Problem requirements: The answer must consist solely of the lines from the start of the records through the line containing "form: point(842, 480).", restated word for word, with no pictures.

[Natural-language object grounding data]
-----

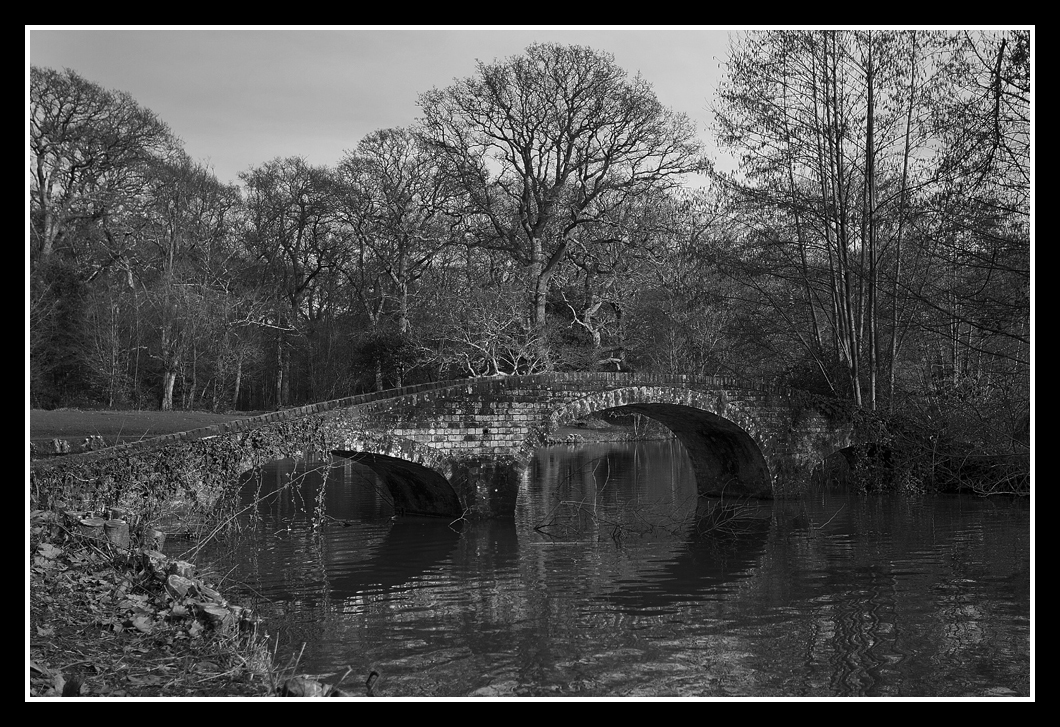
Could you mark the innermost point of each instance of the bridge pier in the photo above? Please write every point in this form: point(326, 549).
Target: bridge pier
point(488, 485)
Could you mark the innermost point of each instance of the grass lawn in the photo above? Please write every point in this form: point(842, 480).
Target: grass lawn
point(118, 426)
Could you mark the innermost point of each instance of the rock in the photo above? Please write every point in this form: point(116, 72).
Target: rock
point(300, 686)
point(92, 443)
point(118, 533)
point(154, 538)
point(178, 586)
point(182, 568)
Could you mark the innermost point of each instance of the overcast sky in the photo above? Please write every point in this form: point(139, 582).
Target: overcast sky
point(240, 98)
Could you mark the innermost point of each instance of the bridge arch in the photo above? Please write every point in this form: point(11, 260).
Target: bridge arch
point(419, 478)
point(720, 436)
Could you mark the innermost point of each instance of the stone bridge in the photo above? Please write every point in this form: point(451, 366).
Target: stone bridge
point(461, 447)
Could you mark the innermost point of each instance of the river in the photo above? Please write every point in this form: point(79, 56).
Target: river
point(615, 580)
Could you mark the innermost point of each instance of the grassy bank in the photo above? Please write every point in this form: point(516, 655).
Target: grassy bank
point(117, 427)
point(101, 623)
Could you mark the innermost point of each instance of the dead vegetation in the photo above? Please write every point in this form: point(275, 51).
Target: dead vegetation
point(113, 622)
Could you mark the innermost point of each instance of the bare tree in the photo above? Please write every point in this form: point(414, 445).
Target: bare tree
point(546, 142)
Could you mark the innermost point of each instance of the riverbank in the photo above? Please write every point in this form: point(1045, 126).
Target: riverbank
point(53, 431)
point(106, 621)
point(110, 621)
point(102, 623)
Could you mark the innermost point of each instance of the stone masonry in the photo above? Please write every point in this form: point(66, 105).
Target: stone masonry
point(461, 447)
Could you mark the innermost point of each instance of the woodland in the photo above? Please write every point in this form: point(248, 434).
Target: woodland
point(547, 213)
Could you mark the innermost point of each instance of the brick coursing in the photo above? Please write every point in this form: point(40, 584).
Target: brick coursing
point(477, 433)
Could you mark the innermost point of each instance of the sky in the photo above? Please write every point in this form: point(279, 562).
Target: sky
point(239, 98)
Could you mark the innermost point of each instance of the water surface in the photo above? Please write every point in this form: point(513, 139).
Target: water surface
point(615, 580)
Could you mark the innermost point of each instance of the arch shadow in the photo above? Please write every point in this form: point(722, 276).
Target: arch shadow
point(726, 459)
point(416, 489)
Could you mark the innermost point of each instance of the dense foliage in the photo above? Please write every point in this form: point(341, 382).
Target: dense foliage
point(548, 213)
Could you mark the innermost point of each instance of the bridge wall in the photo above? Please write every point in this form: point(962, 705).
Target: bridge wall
point(477, 435)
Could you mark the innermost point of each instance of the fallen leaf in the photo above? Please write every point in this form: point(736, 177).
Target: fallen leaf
point(49, 551)
point(143, 623)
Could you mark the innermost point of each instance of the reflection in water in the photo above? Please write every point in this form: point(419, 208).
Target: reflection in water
point(616, 580)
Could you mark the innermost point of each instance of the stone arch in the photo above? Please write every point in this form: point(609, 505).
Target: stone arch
point(721, 437)
point(418, 477)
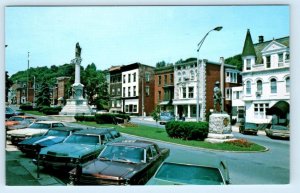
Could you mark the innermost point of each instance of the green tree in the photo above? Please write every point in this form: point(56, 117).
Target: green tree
point(8, 84)
point(43, 95)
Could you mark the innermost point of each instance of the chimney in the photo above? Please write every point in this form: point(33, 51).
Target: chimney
point(260, 39)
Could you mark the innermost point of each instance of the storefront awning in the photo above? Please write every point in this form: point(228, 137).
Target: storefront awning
point(279, 108)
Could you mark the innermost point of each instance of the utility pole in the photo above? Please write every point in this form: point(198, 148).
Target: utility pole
point(27, 79)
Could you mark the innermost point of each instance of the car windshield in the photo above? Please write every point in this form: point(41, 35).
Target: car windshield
point(8, 110)
point(189, 174)
point(279, 127)
point(83, 139)
point(16, 119)
point(250, 125)
point(123, 154)
point(53, 132)
point(40, 126)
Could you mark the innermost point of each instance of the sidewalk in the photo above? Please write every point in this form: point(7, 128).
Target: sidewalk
point(22, 172)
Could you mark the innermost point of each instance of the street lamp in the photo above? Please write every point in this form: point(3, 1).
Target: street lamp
point(198, 70)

-----

Response for this exercise:
Could you mark the innermost point of each instance of the bridge pier in the photo above? Please write every point in this form: point(326, 549).
Target: bridge pier
point(488, 485)
Could you mark the innermost point of each instance of the grass lawn in the photo above? Please write every point in this form: point(842, 480).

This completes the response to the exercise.